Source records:
---

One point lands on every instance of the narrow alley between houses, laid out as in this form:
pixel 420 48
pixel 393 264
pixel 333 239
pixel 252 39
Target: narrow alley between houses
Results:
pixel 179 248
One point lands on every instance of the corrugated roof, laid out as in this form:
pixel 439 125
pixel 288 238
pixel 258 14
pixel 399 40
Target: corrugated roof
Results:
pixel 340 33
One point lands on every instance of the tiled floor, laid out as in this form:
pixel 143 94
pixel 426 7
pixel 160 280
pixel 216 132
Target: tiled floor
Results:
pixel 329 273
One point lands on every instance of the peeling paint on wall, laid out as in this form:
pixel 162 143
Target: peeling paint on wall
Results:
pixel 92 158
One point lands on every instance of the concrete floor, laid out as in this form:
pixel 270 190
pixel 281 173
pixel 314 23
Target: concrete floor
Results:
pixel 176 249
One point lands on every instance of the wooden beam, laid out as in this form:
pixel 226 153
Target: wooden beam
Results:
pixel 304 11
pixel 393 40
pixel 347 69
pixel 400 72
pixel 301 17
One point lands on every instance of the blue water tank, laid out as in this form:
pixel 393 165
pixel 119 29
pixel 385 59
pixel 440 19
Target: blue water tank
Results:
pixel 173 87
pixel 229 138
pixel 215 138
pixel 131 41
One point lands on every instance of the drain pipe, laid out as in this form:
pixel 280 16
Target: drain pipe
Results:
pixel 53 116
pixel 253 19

---

> _Work order_
List every line above containing the word "beam".

> _Task answer_
One point lands on every instance of the wooden beam, laid out as in this form:
Target: wooden beam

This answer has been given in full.